__Page extract__.
Consider the manifestos, swirling documents of faith and cynicism . When Marinetti wrote ‘The Variety Theatre’ on September 29. 1913, his words were heard against the creeping backdrop of the great conflict, rumbling death spreading throughout Europe. It was no longer possible to separate oneself from events on the political front. 

As in life, so in the New Futurist Theatre. The collapse of society mirrored in a movement dedicated to the active destruction of the overblown, verbose, stultifying art forms propping up a disintegrating status quo with reassuring dead aesthetics from another time. Then when all reason was lost and human beings had exhausted their potential for devastation and despair, the Dadaists made art from inanity, gave shape to existential rage, elevated the instant to the art form, the naked train of thought and association sufficient conduit to creation. Dedicated to extremity, alternatives to a meaningless world, a science and an art form designed to liberate and destroy.



There are a lot more – I think you get the picture.

I was in the bar at the Roundhouse when I first saw them, this extraordinary Gypsy collection of actors, clumping in twos and threes, sprawled at tables, lounging by the long wooden bar. The Living Theatre was in town, counter cultural phenomenon had arrived in London, en route to Berlin – heading for destruction. They had already lived their counter culture in the States, spent five years down all those winding tunnels of politics and freedom, lived through more than any decent actor could ever expect to. But these were not decent folk; these expatriate marauders had started riots during their shows all over the world.

__Directions for this task__. Copy out the passage on Futurist and Dada manifestos and the Living Theatre word for word, with nothing left out or changed.

__Given material__.

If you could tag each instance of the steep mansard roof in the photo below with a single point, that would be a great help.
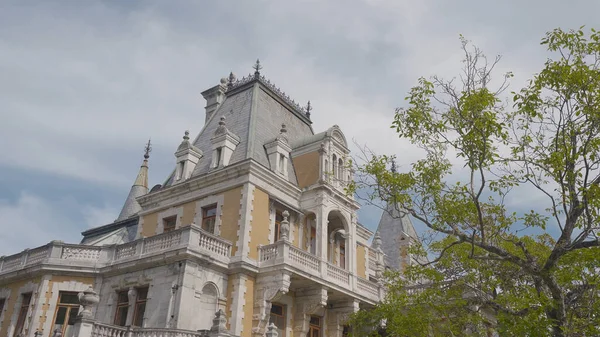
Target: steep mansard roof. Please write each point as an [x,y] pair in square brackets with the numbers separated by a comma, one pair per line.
[254,111]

__Task response__.
Consider the manifestos, swirling documents of faith and cynicism . When Marinetti wrote ‘The Variety Theatre’ on September 29. 1913, his words were heard against the creeping backdrop of the great conflict, rumbling death spreading throughout Europe. It was no longer possible to separate oneself from events on the political front. 

As in life, so in the New Futurist Theatre. The collapse of society mirrored in a movement dedicated to the active destruction of the overblown, verbose, stultifying art forms propping up a disintegrating status quo with reassuring dead aesthetics from another time. Then when all reason was lost and human beings had exhausted their potential for devastation and despair, the Dadaists made art from inanity, gave shape to existential rage, elevated the instant to the art form, the naked train of thought and association sufficient conduit to creation. Dedicated to extremity, alternatives to a meaningless world, a science and an art form designed to liberate and destroy.



There are a lot more – I think you get the picture.

I was in the bar at the Roundhouse when I first saw them, this extraordinary Gypsy collection of actors, clumping in twos and threes, sprawled at tables, lounging by the long wooden bar. The Living Theatre was in town, counter cultural phenomenon had arrived in London, en route to Berlin – heading for destruction. They had already lived their counter culture in the States, spent five years down all those winding tunnels of politics and freedom, lived through more than any decent actor could ever expect to. But these were not decent folk; these expatriate marauders had started riots during their shows all over the world.